[Exercise]:
Omit the images. Copy each entry word for word.

[Dataset entries]:
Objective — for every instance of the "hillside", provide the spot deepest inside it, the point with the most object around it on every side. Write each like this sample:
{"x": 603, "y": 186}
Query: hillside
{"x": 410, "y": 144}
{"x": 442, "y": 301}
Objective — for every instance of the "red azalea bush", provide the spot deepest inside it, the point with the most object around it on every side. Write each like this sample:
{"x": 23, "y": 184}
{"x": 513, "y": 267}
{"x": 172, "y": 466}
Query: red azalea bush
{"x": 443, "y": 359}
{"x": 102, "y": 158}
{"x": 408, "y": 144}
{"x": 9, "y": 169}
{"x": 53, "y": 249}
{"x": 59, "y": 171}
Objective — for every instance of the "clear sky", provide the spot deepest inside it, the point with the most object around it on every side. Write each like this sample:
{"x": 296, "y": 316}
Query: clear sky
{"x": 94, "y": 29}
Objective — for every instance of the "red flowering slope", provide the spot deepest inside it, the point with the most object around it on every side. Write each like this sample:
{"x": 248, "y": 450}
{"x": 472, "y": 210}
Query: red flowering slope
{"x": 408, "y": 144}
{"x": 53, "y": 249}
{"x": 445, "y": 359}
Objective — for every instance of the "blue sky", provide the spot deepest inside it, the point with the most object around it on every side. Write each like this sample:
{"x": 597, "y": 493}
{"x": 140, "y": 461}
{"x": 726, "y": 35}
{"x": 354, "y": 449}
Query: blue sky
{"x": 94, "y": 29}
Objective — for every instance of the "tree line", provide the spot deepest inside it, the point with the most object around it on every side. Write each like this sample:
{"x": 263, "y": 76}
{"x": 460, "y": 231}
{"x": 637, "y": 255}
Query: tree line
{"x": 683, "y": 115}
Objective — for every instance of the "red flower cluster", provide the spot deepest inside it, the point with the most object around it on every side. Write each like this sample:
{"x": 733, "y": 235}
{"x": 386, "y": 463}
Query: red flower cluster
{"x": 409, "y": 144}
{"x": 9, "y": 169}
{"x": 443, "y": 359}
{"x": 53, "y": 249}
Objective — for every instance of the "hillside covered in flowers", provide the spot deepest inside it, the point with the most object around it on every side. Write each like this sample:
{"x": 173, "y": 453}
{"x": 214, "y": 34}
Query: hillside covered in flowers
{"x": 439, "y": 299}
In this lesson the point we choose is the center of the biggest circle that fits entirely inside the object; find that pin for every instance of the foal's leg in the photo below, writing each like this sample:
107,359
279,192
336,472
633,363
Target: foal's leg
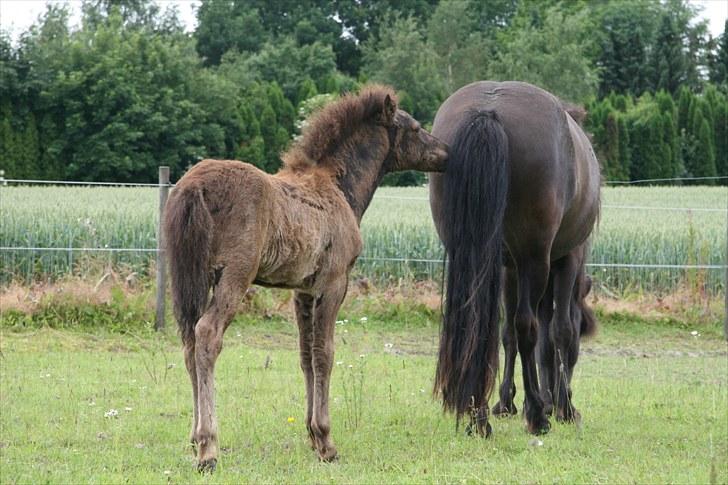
304,317
563,336
208,344
532,280
189,353
505,406
326,307
545,348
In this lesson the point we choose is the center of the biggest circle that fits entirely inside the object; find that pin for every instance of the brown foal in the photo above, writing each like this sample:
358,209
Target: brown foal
229,225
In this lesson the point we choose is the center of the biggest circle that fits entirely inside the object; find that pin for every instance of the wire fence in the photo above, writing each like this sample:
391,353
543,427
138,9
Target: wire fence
37,261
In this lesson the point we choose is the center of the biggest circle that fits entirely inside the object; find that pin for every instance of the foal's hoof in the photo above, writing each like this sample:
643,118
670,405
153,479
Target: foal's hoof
485,431
539,426
568,415
328,455
207,466
503,410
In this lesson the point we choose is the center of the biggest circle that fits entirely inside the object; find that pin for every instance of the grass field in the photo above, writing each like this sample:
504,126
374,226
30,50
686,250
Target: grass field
653,399
397,225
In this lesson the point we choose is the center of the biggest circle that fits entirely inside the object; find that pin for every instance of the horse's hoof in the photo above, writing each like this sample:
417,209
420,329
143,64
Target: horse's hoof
328,455
568,415
539,427
548,409
504,411
207,466
488,430
484,431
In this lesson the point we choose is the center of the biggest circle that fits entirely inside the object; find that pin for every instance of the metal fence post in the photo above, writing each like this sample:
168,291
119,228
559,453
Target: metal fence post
161,263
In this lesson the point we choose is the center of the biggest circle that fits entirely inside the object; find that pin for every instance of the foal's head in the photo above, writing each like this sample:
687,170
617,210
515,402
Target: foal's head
366,132
410,146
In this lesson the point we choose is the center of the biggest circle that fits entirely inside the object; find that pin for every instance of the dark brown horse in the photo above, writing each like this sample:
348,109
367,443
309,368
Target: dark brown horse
522,193
228,225
558,338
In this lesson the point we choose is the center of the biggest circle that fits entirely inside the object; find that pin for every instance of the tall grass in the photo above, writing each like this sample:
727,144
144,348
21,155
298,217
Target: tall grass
397,225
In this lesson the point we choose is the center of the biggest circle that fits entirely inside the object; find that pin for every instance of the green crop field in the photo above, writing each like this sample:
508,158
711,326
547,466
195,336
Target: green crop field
639,225
653,399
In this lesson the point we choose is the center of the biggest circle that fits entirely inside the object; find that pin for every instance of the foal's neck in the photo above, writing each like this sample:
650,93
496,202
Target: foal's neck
360,170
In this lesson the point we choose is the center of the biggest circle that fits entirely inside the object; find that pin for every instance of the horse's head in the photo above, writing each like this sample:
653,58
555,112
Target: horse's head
411,147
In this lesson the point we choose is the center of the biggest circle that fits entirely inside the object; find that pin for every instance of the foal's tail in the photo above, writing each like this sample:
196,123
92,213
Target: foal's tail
187,230
474,201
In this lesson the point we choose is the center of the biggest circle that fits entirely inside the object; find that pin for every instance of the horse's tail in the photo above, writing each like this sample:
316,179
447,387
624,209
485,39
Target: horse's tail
187,230
474,201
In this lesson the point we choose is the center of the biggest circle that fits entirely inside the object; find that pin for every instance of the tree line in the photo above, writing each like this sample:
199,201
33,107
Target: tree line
129,90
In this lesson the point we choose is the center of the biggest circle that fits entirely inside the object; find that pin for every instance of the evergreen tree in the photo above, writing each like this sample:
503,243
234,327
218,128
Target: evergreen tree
718,67
705,153
720,127
669,63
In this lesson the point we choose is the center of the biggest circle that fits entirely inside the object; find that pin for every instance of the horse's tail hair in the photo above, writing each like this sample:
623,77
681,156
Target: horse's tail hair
187,229
474,202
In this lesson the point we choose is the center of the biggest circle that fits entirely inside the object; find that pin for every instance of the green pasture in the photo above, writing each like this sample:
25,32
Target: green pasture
647,227
653,399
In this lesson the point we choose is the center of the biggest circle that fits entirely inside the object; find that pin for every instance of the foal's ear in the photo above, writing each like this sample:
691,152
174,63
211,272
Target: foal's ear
388,111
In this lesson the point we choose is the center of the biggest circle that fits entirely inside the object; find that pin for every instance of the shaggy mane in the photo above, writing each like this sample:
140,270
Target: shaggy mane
334,123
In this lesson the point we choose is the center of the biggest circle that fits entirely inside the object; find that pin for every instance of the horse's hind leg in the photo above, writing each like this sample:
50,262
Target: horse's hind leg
208,345
563,336
505,405
326,307
189,353
545,349
532,280
304,317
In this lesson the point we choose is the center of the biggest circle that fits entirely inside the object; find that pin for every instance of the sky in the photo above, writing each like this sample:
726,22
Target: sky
17,15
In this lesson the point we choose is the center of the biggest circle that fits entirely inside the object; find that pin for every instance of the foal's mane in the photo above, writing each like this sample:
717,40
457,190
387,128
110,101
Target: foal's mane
333,124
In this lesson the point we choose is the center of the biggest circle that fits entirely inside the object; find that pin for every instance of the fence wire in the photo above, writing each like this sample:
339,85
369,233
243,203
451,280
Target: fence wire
385,261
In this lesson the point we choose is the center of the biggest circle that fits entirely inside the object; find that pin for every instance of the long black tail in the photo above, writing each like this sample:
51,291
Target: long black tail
474,201
187,237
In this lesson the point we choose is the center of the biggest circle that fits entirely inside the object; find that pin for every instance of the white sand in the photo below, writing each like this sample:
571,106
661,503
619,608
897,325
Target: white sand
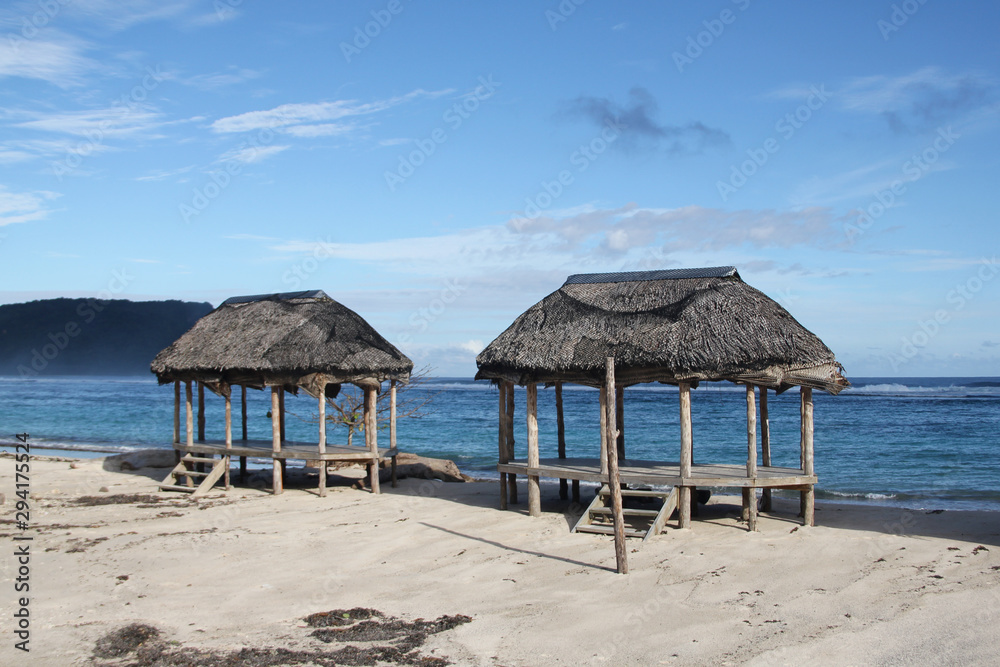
866,586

[The completed task]:
Objective — for every instance of the "hillside", provide the spot deepest inside it, the point with the most object around it on every side. Write each like this sample:
{"x": 603, "y": 186}
Query: hillside
{"x": 410, "y": 144}
{"x": 442, "y": 301}
Objective — for every instance of the "red azalea bush", provide the spot deepest inside it, the point with the most object around it on every side. Write each like this sample:
{"x": 23, "y": 184}
{"x": 513, "y": 267}
{"x": 172, "y": 466}
Query: red azalea bush
{"x": 443, "y": 359}
{"x": 102, "y": 158}
{"x": 408, "y": 144}
{"x": 9, "y": 169}
{"x": 53, "y": 249}
{"x": 59, "y": 171}
Objective — for every instance of the "clear sky", provide the spot deepest inside it, the point with the most object around it on every side. Write each like this sample:
{"x": 296, "y": 316}
Query: clear sky
{"x": 94, "y": 29}
Objective — for every instance of the "red flowering slope", provide the spot deepest inside it, the point with the most object around it on every side. Write each like this sample:
{"x": 248, "y": 450}
{"x": 472, "y": 210}
Query: red flowering slope
{"x": 408, "y": 144}
{"x": 53, "y": 249}
{"x": 445, "y": 359}
Objective — for every instance of the "blue sky", provide the spot deepest inside it, the point with the most object around it on every side. Write each like this sample:
{"x": 597, "y": 493}
{"x": 140, "y": 461}
{"x": 726, "y": 35}
{"x": 354, "y": 449}
Query: blue sky
{"x": 94, "y": 29}
Objective — for every instance of the "tree line", provide the spot deepest inside it, the point with the most object around it on every side. Write each like this sample:
{"x": 263, "y": 76}
{"x": 460, "y": 231}
{"x": 637, "y": 255}
Query: tree line
{"x": 683, "y": 115}
Objective — for every instance of the "red flower cluster", provide the spot deepest inside it, the point with the most object around it on every side. Write each like this sample:
{"x": 733, "y": 235}
{"x": 386, "y": 463}
Query: red flower cluster
{"x": 409, "y": 144}
{"x": 9, "y": 169}
{"x": 443, "y": 359}
{"x": 53, "y": 249}
Objective — for every instance of the "hillside covered in flowers", provide the spot deepest inside it, the point with the most object around it on every side. Write each like this sample:
{"x": 173, "y": 453}
{"x": 214, "y": 34}
Query: hillside covered in flowers
{"x": 439, "y": 299}
In this lesson the point we choose is the center of the biggest circle that fits entirely inside the object; find that pin for every instance of the foal's leg in the photo below, writing each like this sample:
107,359
279,192
336,472
633,363
Target: foal's leg
304,317
563,336
208,344
532,280
189,353
505,406
326,307
545,348
In this lesson the point we choose is the center of the biggest circle that fits entirely inside the object; find that pin for every instance of the brown foal in the photo above, writing each like this sample:
358,209
Target: brown foal
229,225
In this lesson the point we choose is the center of the biggest circle that fits entirely inside the object; find that pin for every instance of the wire fence in the photo above, writing each like this sample:
391,353
543,427
138,9
Target: wire fence
37,261
In this lesson the point we choose is the center of the biggest circle that fits entirely inside the object; find that pin for every instance of the foal's hoof in the photo above, writing each like this sample:
643,118
670,405
153,479
Target: foal's hoof
485,431
539,426
568,415
328,455
207,466
503,410
In this lesson the point we choose is the center of the biggest circle that fits entirely inside the object; find that pin for every instance of the grass field in the photo above, writing each like this sample:
504,126
374,226
30,50
686,250
Target: grass field
653,399
397,225
In this lesson the point we choose is the center of the biggest circle that fits entirely inside the object; find that pin for every instance of the horse's hoof in the photo above, writing each like this sample:
417,209
420,329
143,64
Target: horse's hoof
328,455
568,415
539,427
548,409
504,411
207,466
488,430
484,431
In this lesson the point we choose is the center of the biggest circle that fits entirely inside the object; find that pin for every instance of the metal fence post in the photo above, writing each like this sample:
168,291
119,228
559,453
Target: metal fence post
161,263
In this lesson the point we choose is the center of the biggest circle that fits entirely inside the object; find that pin for every instance of the foal's head in the photo above, writing each like this sample:
687,170
617,210
515,402
Target: foal's head
366,132
410,146
In this lesson the point we choose is the center of the biggest circle that fits entirely inside the object; find that pin for every instance of the dark brown horse in the photo above, writing each like this sample:
348,109
367,443
309,368
Target: dark brown horse
522,193
228,225
558,338
In this lesson the point we choose is the center of the biggest circle that fits entirely inside the object; find that pin for every instance of the tall grass in the photo above, writing each like this sample:
727,144
144,348
21,155
298,217
Target: tall grass
397,225
In this lesson the point we choose is the center of the biggest circle that fits entirely inside the object; find that pin for every instance of the green crop field in the photo above, writing each like this sample:
508,158
711,326
547,466
195,336
Target: green crop field
639,225
653,399
In this lesson the point we choose is the center of the biggest circle that fits entirely inside the object; find that pin for every instance of the foal's neck in the photo above, writing each like this sample:
650,93
496,202
Target: foal's neck
360,170
In this lesson the point we choose is the center of the biggest circle that fits entirely inside the object; find that pin for every instance of the horse's head in the photo above, writing each like this sample:
653,58
555,112
Target: horse's head
411,147
In this lesson the point we choose is the center of the biggest circle that fits entirely inside the object; find that pin for every instance of the foal's tail in the photo above, writing each like this sample:
196,123
92,213
Target: foal's tail
187,230
474,201
In this lesson the point we choose is the center of the biggest circle that fits entirely inside the object; find that pin for every instance of the horse's tail in the photo above, writing each like this sample:
316,179
447,387
624,209
485,39
Target: horse's tail
187,230
474,201
In this lesson the point we choose is the center of the biggest circle that fits entirely inside the object; find that pin for every instance of the tree line in the photo above, writing each like this sample:
199,201
33,107
Target: tree line
129,90
In this lesson the point we choose is the center of the biggest circle that fits entirely inside the object; find that pin for every instance of the evergreen tree in the photo above, writing each like this sample:
503,243
234,327
218,128
Target: evergreen tree
718,67
705,153
720,127
669,63
In this lesson the point we choose is the center of the biggest circle that fits entirely inside the object; find that pin for every instance of the horse's tail hair in the photo above, writing each like this sample:
623,77
681,156
Target: horse's tail hair
187,229
474,202
In this lesson the point we choose is the center of the biggest circle that fits entirely inside the object; find that pin for every instance of the green pasture in the photo above, writing each like this sample:
25,32
Target: green pasture
647,227
653,399
In this lesson the point we choose is the center of the biggest circle that fits entirely inside the object; find that pin for every instance of the foal's ear in the photo above, writing each like this sample:
691,152
174,63
211,272
Target: foal's ear
388,111
In this lesson the point we choose is the center of the biggest circle that fits entirely inside the object; find that pin for every instance of the shaggy mane in the photo above, writing each like this sample:
140,270
Target: shaggy mane
334,123
In this lesson the point we choose is the center of the biggest circle that fits entirely inside the object; find that pin for every instance of the horse's hind leg in the photo above, writing each like this sample:
50,262
Target: horse's hind leg
208,345
563,336
505,405
326,307
189,353
545,349
532,280
304,317
In this lesson the point we choose is the center of the biggest circle that fits entirely inside the object; find that pin for every instance of the sky in the photo above, writing each like this sample:
726,22
Target: sky
17,15
In this lesson the point we choose is the center of the biggest circle that fits entirely inside the object; find that pin for every instance of the foal's mane in the photo above, writing each like this sample:
717,40
457,190
387,128
110,101
Target: foal's mane
333,124
In this lesson the point we choose is the center of the biggest circle that fits entirely inside the object; find that pin for every instance of the fence wire in the photo above, writing each like this sample:
339,85
369,233
243,203
451,280
Target: fence wire
385,261
In this lesson the point we choose is the center of the biggest circle that fits entirely inside the object; find that pin for every instance of the long black tail in the photo above, writing each like this sample:
51,291
Target: long black tail
474,201
187,237
In this lesson the point we choose is the center of the biggest circle that fits entirely inside the object; find that pin for every instance of the white sand in the photo below, writing each like this sample:
571,106
661,503
619,608
897,325
Target: white sand
866,586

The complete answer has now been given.